■ TUJUAN TUGAS ■
Salin tanpa perubahan bagian teks tentang kopi Liberika Sendoyan, mulai dari "Dalam era globalisasi" sampai dengan "sebutan Kopi Liberika Sendoyan.".

Seremonia.id – Kopi telah lama menjadi bagian penting dalam budaya Indonesia, dengan beragam jenisnya yang tersebar dari Aceh hingga Papua. Namun, kali ini kita akan fokus pada kisah sukses kopi Liberika Sendoyan yang telah menjadi identitas kopi Kalimantan Barat.
Dalam era globalisasi ini, berbagai jenis kopi Indonesia seperti kopi Toraja, kopi Sipirok, atau kopi Sidikalang asal Sumatra Utara telah menarik perhatian pecinta kopi di seluruh dunia. Bahkan di kota kecil Gottingen, Jerman, kopi Toraja dari Indonesia menjadi pilihan yang tak terelakkan bagi para penikmat kopi.
Data dari Kementerian Pertanian mencatat bahwa Indonesia memiliki 16 jenis kopi yang diminati di pasar internasional. Di antara beragam varian itu, ada yang termasuk dalam klaster jenis kopi Arabika, kopi Robusta, kopi Liberika, dan kopi Ekselsa.
Namun, pada kesempatan ini, kita akan menjelajahi lebih dalam tentang kopi jenis Liberika, yang bukan berasal dari tanah air, melainkan dari Liberia, Afrika. Kopi Liberika kini ditanam secara luas oleh para petani kopi di Kabupaten Sambas, Kalimantan Barat, dan dikenal dengan sebutan Kopi Liberika Sendoyan.
Kejayaan kopi ini pernah menghiasi tahun 2000-an, namun kemudian meredup ketika petani di daerah tersebut beralih menanam lada. Kini, bersamaan dengan penurunan harga lada, petani kembali memulai budidaya kopi jenis Liberika. Bahkan, mereka menjalankan program “Gerakan Tanam Kopi Liberika Sendoyan.”
Salah satu tokoh utama di balik gerakan ini adalah Budi, Ketua Kelompok Tani (Poktan) Batu Layar Sejahtera, Desa Sendoyan, Kabupaten Sambas, Kalimantan Barat. Budi dan rekan-rekannya dengan semangat tinggi telah menjalankan program ini sejak pertengahan Juni 2023.
Dalam upaya menciptakan bibit kopi Liberika Sendoyan yang berkualitas, Budi mengisi polybag berukuran 10 cm x 20 cm dengan campuran tanah dan pupuk organik dari kotoran hewan dan sekam padi. Setelah persiapan ini selesai, ratusan polybag tersebut diisi dengan bibit kopi Liberika.
Program Gerakan Tanam Kopi Liberika Sendoyan adalah langkah konkret dalam mengembalikan kejayaan kopi jenis ini di desa tersebut, yang pernah merajai sebelum tahun 2000. Sejak tahun 1979, budidaya kopi di Batu Layar telah menjadi salah satu sumber pendapatan utama petani, bersama dengan karet dan lada.
Namun, seiring berjalannya waktu dan perubahan tren pasar, banyak petani beralih ke komoditas lain, terutama lada dan sawit. Hal ini menyebabkan tanaman kopi ditinggalkan, menyusut menjadi bagian kecil dari pertanian lokal.

■ DAFTAR BARIS ■
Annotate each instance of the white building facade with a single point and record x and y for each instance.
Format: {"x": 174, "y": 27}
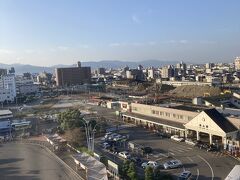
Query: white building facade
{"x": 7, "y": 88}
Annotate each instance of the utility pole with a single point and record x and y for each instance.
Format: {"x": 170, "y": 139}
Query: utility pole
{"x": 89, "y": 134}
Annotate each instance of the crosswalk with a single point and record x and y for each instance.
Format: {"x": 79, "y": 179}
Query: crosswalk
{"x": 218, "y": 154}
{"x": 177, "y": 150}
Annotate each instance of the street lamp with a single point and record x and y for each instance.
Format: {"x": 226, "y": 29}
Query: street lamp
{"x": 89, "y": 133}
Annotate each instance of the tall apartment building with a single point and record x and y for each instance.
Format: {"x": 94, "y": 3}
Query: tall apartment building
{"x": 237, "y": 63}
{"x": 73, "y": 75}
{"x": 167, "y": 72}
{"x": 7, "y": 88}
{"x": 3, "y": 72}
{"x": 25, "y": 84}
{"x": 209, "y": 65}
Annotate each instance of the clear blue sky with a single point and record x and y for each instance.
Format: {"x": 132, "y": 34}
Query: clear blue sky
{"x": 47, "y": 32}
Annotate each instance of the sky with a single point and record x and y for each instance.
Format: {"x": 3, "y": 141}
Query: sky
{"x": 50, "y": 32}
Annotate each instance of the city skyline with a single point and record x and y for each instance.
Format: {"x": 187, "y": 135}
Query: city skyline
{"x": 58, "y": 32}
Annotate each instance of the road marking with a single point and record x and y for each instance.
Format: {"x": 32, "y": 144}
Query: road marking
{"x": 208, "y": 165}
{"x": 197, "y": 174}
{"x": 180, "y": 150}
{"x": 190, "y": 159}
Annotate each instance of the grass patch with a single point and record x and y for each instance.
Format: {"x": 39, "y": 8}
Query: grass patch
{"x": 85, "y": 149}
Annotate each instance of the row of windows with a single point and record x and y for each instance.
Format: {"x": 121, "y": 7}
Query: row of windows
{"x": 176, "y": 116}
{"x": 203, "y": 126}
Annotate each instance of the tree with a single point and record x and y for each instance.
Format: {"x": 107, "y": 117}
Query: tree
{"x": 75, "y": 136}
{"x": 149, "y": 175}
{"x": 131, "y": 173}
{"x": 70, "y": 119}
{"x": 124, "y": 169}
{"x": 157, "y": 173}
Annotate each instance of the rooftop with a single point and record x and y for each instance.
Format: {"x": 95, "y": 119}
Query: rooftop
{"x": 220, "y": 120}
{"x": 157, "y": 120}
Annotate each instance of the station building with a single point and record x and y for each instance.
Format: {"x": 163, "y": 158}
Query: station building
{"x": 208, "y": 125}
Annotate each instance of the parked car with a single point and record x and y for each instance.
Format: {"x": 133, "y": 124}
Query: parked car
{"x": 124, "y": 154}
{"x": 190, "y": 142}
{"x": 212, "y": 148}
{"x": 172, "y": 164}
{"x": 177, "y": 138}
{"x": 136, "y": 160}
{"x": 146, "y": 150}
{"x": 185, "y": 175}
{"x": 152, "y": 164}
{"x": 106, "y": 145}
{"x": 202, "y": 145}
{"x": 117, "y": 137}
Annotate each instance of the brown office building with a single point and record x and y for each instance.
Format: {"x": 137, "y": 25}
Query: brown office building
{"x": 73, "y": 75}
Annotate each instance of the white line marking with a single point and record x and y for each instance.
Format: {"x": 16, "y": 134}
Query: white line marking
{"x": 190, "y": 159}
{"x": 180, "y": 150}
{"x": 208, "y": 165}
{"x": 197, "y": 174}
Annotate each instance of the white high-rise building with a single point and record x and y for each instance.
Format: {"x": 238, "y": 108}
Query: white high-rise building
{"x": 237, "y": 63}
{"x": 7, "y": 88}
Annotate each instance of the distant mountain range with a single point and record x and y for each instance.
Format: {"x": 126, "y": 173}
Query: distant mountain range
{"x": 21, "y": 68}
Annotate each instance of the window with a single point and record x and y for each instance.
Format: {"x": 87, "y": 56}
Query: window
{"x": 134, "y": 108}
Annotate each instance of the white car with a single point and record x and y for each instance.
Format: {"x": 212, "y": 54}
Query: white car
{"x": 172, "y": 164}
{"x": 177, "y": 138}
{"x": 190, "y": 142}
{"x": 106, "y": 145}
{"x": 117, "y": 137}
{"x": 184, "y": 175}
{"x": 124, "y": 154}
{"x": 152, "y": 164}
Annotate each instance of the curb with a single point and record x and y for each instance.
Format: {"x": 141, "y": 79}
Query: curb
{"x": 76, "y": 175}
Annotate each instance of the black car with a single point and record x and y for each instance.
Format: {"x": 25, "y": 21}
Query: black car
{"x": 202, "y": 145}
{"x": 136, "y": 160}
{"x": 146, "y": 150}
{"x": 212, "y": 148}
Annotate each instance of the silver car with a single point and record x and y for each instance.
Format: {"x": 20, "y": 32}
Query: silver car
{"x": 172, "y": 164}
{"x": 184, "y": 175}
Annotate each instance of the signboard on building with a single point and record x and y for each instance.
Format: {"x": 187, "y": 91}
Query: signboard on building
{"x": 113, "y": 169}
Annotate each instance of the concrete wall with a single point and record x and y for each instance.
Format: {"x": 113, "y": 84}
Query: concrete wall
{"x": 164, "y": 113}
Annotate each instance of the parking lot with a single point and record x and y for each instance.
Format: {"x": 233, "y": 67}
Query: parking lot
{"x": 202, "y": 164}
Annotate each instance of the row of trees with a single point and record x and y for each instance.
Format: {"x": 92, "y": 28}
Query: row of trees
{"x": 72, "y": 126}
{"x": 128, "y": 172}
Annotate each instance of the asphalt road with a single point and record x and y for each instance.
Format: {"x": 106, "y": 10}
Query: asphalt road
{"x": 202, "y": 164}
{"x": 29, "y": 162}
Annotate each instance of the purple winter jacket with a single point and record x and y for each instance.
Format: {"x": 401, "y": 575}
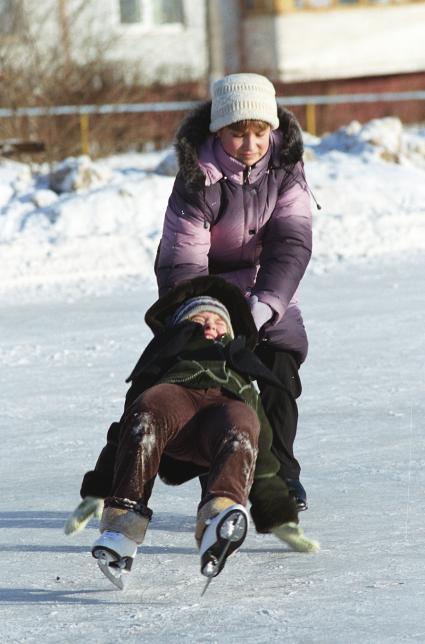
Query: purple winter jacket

■ JAWABAN TERTULIS ■
Dalam era globalisasi ini, berbagai jenis kopi Indonesia seperti kopi Toraja, kopi Sipirok, atau kopi Sidikalang asal Sumatra Utara telah menarik perhatian pecinta kopi di seluruh dunia. Bahkan di kota kecil Gottingen, Jerman, kopi Toraja dari Indonesia menjadi pilihan yang tak terelakkan bagi para penikmat kopi.
Data dari Kementerian Pertanian mencatat bahwa Indonesia memiliki 16 jenis kopi yang diminati di pasar internasional. Di antara beragam varian itu, ada yang termasuk dalam klaster jenis kopi Arabika, kopi Robusta, kopi Liberika, dan kopi Ekselsa.
Namun, pada kesempatan ini, kita akan menjelajahi lebih dalam tentang kopi jenis Liberika, yang bukan berasal dari tanah air, melainkan dari Liberia, Afrika. Kopi Liberika kini ditanam secara luas oleh para petani kopi di Kabupaten Sambas, Kalimantan Barat, dan dikenal dengan sebutan Kopi Liberika Sendoyan.